— TAREFA A —
Transcreva, do texto sobre o campo de migrantes de Calais, tudo desde “Muitos fizeram um” até “as autoridades francesas.”.
— TAREFA B —
Prossiga o texto sobre o campo de migrantes de Calais, começando logo após a última frase apresentada.

Neste campo no norte de França, a poucas centenas de metros do porto de Calais e do túnel do Canal da Mancha, erguem-se centenas e centenas de barracas e tendas. Aqui vivem, em condições extremas, milhares de migrantes que querem chegar ao Reino Unido. Chamam-lhe “a selva”.
Muitos fizeram um percurso de meses, passando por vários países. Ali é um deles. “Entrei pela Grécia, (…) passei por 12 países”, garante este afegão, que está há três meses e meio em Calais.
O campo de migrantes de Calais poderá ter os dias contados, devido à decisão da justiça francesa de desmantelar parte da zona sul do local.
“Dormimos, acordamos de manhã, damos uma volta. Nada mais”
É mais um dia frio, húmido e cinzento nesta região. As nuvens ameaçam com chuva a qualquer momento. Nada que perturbe a vida nesta “cidade” improvisada onde coabitam centenas e centenas de sírios, iraquianos, afegãos, eritreus, paquistaneses, entre muitos outros. Há um vaivém constante de pessoas no campo.
Ninguém sabe ao certo quantos são. Na zona sul do campo, haverá cerca de 3.500 pessoas, pelas contas das associações humanitárias, cerca de mil, segundo as autoridades francesas.

— MATERIAL FORNECIDO —
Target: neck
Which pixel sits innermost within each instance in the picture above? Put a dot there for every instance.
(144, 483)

— RESULTADO A —
Muitos fizeram um percurso de meses, passando por vários países. Ali é um deles. “Entrei pela Grécia, (…) passei por 12 países”, garante este afegão, que está há três meses e meio em Calais.
O campo de migrantes de Calais poderá ter os dias contados, devido à decisão da justiça francesa de desmantelar parte da zona sul do local.
“Dormimos, acordamos de manhã, damos uma volta. Nada mais”
É mais um dia frio, húmido e cinzento nesta região. As nuvens ameaçam com chuva a qualquer momento. Nada que perturbe a vida nesta “cidade” improvisada onde coabitam centenas e centenas de sírios, iraquianos, afegãos, eritreus, paquistaneses, entre muitos outros. Há um vaivém constante de pessoas no campo.
Ninguém sabe ao certo quantos são. Na zona sul do campo, haverá cerca de 3.500 pessoas, pelas contas das associações humanitárias, cerca de mil, segundo as autoridades francesas.

— RESULTADO B —
As organizações de apoio aos migrantes têm alertado para a situação de muitas crianças que estão no campo, sem a família. Pedem que seja encontrada uma solução para estes menores antes da demolição parcial do campo.
As autoridades querem evacuar parte do campo por razões de segurança e salubridade e oferecem contentores equipados. Numa zona ali mesmo ao lado, há dezenas de contentores onde muitas pessoas se abrigam.
Mas as ONG dizem que não haverá lugar para todos. A chuva fez do campo um enorme lamaçal. Há água estagnada e lixo, muito lixo. As condições sanitárias são extremas e há poucas latrinas.
Mas o que desespera mais estas pessoas é a falta de perspectivas. “Dormimos, acordamos de manhã, damos uma volta. Nada mais. Consegues alguma comida. Não podes fazer mais nada. Não se pode trabalhar, não se pode estudar. Nada”, diz Mantezar, um iraquiano de 23 anos que está há três meses e meio no campo.
O sonho de Mantezar é alcançar o Reino Unido, onde, diz, está o pai e uma irmã.
A vida organiza-se
A vida neste gigantesco bairro de lata acabou por organizar-se e adquiriu ritmos próprios. Para tal muito contribuiu o trabalho das associações humanitárias locais e o grande contingente de voluntários britânicos sensíveis à situação destas pessoas que querem ir para o Reino Unido.
Nas diferentes “entradas”, a presença policial é visível. Depois, o campo tem as suas “ruas” de lama. Há restaurantes e mercearias, cafés e um centro de informação com cartazes em inglês e árabe. Mais à frente há locais de culto e um “hotel”. Existe uma biblioteca e o que parece uma escola. E há a presença incansável das associações locais e organizações humanitárias, como os Médicos do Mundo, Médicos sem Fronteiras ou o Secours Catholique – fornecem roupa, alimentos, produtos de higiene, tendas e dois dedos de conversa sempre que necessário.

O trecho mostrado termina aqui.